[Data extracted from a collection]
___
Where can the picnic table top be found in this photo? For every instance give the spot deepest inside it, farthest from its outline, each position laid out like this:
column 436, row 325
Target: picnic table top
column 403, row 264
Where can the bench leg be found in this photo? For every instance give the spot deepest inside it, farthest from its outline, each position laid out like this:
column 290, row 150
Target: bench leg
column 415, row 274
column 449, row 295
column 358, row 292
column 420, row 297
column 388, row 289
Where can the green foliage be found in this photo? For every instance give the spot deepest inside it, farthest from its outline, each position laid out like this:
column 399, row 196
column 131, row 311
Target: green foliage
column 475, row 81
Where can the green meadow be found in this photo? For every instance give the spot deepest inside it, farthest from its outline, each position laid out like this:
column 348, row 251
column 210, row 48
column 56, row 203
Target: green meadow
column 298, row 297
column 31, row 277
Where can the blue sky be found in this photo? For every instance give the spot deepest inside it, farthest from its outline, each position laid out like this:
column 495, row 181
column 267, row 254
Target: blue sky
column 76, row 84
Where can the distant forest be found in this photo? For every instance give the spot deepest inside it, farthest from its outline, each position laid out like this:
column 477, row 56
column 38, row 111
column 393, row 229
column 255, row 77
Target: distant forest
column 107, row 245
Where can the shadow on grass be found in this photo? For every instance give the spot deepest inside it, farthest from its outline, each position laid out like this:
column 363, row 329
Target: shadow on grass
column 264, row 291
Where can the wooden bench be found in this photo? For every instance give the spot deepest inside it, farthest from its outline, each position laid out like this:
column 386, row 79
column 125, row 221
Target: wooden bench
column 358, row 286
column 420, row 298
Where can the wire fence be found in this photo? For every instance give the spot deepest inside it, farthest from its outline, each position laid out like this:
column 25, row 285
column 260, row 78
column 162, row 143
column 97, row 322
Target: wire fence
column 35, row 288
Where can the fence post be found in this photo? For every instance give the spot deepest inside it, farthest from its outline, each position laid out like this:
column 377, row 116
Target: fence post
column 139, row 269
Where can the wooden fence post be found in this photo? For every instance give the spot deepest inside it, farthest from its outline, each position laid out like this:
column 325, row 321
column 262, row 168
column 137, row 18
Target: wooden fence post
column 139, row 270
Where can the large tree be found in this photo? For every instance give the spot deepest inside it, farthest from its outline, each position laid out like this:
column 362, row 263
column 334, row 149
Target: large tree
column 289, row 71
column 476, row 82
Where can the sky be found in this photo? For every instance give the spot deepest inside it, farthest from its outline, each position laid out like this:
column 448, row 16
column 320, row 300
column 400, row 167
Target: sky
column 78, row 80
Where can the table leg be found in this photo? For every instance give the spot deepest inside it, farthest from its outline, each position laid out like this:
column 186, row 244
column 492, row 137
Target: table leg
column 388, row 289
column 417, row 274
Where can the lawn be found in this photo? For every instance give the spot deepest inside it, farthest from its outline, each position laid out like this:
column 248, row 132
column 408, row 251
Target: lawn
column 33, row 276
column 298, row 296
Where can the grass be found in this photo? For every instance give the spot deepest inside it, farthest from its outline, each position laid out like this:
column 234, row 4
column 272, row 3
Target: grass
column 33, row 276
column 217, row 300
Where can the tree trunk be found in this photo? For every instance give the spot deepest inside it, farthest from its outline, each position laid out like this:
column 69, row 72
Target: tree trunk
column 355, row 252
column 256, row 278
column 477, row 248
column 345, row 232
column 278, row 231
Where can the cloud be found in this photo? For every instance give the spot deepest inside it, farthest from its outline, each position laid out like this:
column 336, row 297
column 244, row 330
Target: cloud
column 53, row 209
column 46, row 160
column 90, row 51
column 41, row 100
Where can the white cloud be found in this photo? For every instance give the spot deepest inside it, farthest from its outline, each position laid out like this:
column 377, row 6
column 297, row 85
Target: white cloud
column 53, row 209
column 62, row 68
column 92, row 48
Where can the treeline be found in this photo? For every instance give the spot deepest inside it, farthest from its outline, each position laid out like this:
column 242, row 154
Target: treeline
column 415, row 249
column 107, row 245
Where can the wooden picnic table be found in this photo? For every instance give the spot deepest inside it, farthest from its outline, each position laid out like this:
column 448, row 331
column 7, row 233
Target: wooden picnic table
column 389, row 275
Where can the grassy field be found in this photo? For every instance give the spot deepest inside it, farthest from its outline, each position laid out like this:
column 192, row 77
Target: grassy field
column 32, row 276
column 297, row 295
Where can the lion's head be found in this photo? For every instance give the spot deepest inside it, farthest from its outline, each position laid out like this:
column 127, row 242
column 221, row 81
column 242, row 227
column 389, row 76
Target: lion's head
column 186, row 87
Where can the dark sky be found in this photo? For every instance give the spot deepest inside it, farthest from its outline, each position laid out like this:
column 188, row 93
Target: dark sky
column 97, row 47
___
WHAT THIS TASK INVOLVES. Reproduce the records word for word.

RESPONSE TO THIS TASK.
Where can the picnic table top be found in this photo? For every instance give the spot deepest inside it, farthest from its outline, each position laid out like this:
column 436, row 325
Target: picnic table top
column 403, row 264
Where can the bench leg be found in this photo? For every instance give the spot deepest inside it, farthest from its outline, each position laid out like this:
column 290, row 150
Target: bench leg
column 415, row 274
column 449, row 295
column 358, row 292
column 420, row 297
column 388, row 289
Where can the green foliage be found in this photo? For every instance give the spot deepest inside it, farthest from its outline, each position laid out like this:
column 399, row 196
column 131, row 311
Target: green foliage
column 475, row 81
Where can the green meadow be found in this photo? For every instance give the spot deepest inside it, farthest from its outline, each position laid out like this:
column 348, row 251
column 210, row 48
column 56, row 203
Target: green meadow
column 298, row 297
column 31, row 277
Where can the blue sky be found in this photo? For every instance give the spot deepest inside it, farthest from its outline, each position laid out like this:
column 495, row 181
column 267, row 254
Target: blue sky
column 76, row 84
Where can the distant forest be found in this photo? For every instance give the spot deepest inside it, farthest from its outline, each position laid out like this:
column 477, row 56
column 38, row 111
column 393, row 229
column 255, row 77
Target: distant forest
column 107, row 245
Where can the shadow on grass be found in this photo? For every instance give the spot deepest inside it, farthest from its outline, each position laid out like this:
column 363, row 329
Target: shadow on grass
column 264, row 291
Where can the wooden bench be found in this photo? For every instance give the spot deepest inside it, farthest from its outline, each position laid out like this:
column 386, row 79
column 125, row 221
Target: wooden bench
column 358, row 286
column 420, row 298
Where can the wire fence be found in this photo? For every instance give the spot deepest inside it, farthest from its outline, each position laid out like this:
column 25, row 285
column 260, row 78
column 162, row 143
column 97, row 322
Target: wire fence
column 35, row 288
Where can the fence post be found in this photo? For every instance give the spot deepest inside it, farthest from its outline, each position laid out like this:
column 377, row 116
Target: fence post
column 139, row 269
Where can the wooden fence post be found in this photo? For every instance give the spot deepest inside it, farthest from its outline, each position laid out like this:
column 325, row 321
column 262, row 168
column 137, row 18
Target: wooden fence post
column 139, row 270
Where can the large tree be found in this photo? For every instance give the spot deepest inside it, farthest from its outline, each position laid out like this:
column 362, row 263
column 334, row 149
Target: large tree
column 289, row 71
column 476, row 82
Where can the sky be found in this photo? For every instance give the spot deepest inside it, farthest from its outline, each position laid out like this:
column 448, row 16
column 320, row 300
column 400, row 167
Target: sky
column 78, row 80
Where can the table leg be found in this photo? For every instance give the spot deepest inside it, farthest from its outline, each position laid out like this:
column 186, row 244
column 492, row 137
Target: table leg
column 388, row 289
column 417, row 274
Where can the lawn be found in this photo? For every instance give the spot deepest inside it, farthest from its outline, each position laid out like this:
column 248, row 132
column 408, row 251
Target: lawn
column 33, row 276
column 298, row 296
Where can the grass be found in this photo? For every instance give the spot deepest inside it, farthest from its outline, each position laid out like this:
column 234, row 4
column 272, row 3
Target: grass
column 33, row 276
column 217, row 300
Where can the tree trunk be found in this photo? For every instance give the spot deepest inside it, farthest from its outline, each position laid out like this:
column 69, row 72
Target: tree trunk
column 355, row 252
column 256, row 278
column 477, row 248
column 345, row 232
column 278, row 231
Where can the cloud be found in this photo? For every instance give the spot deepest inside it, farthest from its outline, each position laid out like this:
column 336, row 297
column 244, row 330
Target: cloud
column 53, row 209
column 46, row 160
column 90, row 51
column 41, row 100
Where can the white cloud be found in this photo? For every instance give the spot deepest inside it, farthest from its outline, each position laid out like this:
column 377, row 6
column 297, row 85
Target: white cloud
column 53, row 209
column 62, row 68
column 92, row 48
Where can the treeline be found in this photo? For every instance give the spot deepest inside it, farthest from its outline, each position laid out like this:
column 242, row 154
Target: treeline
column 415, row 249
column 107, row 245
Where can the wooden picnic table be found in this photo? For every instance give the spot deepest inside it, farthest from its outline, each position laid out like this:
column 448, row 331
column 7, row 233
Target: wooden picnic table
column 389, row 275
Where can the grassy field be found in this photo? For every instance give the spot deepest inside it, farthest from its outline, each position laid out like this:
column 192, row 77
Target: grassy field
column 32, row 276
column 297, row 295
Where can the lion's head be found in this photo? For every instance give the spot deepest inside it, farthest from its outline, each position laid out like this:
column 127, row 242
column 221, row 81
column 242, row 227
column 389, row 76
Target: lion's head
column 186, row 87
Where can the dark sky be found in this photo? For every instance give the spot deepest inside it, farthest from its outline, each position laid out like this:
column 188, row 93
Target: dark sky
column 97, row 47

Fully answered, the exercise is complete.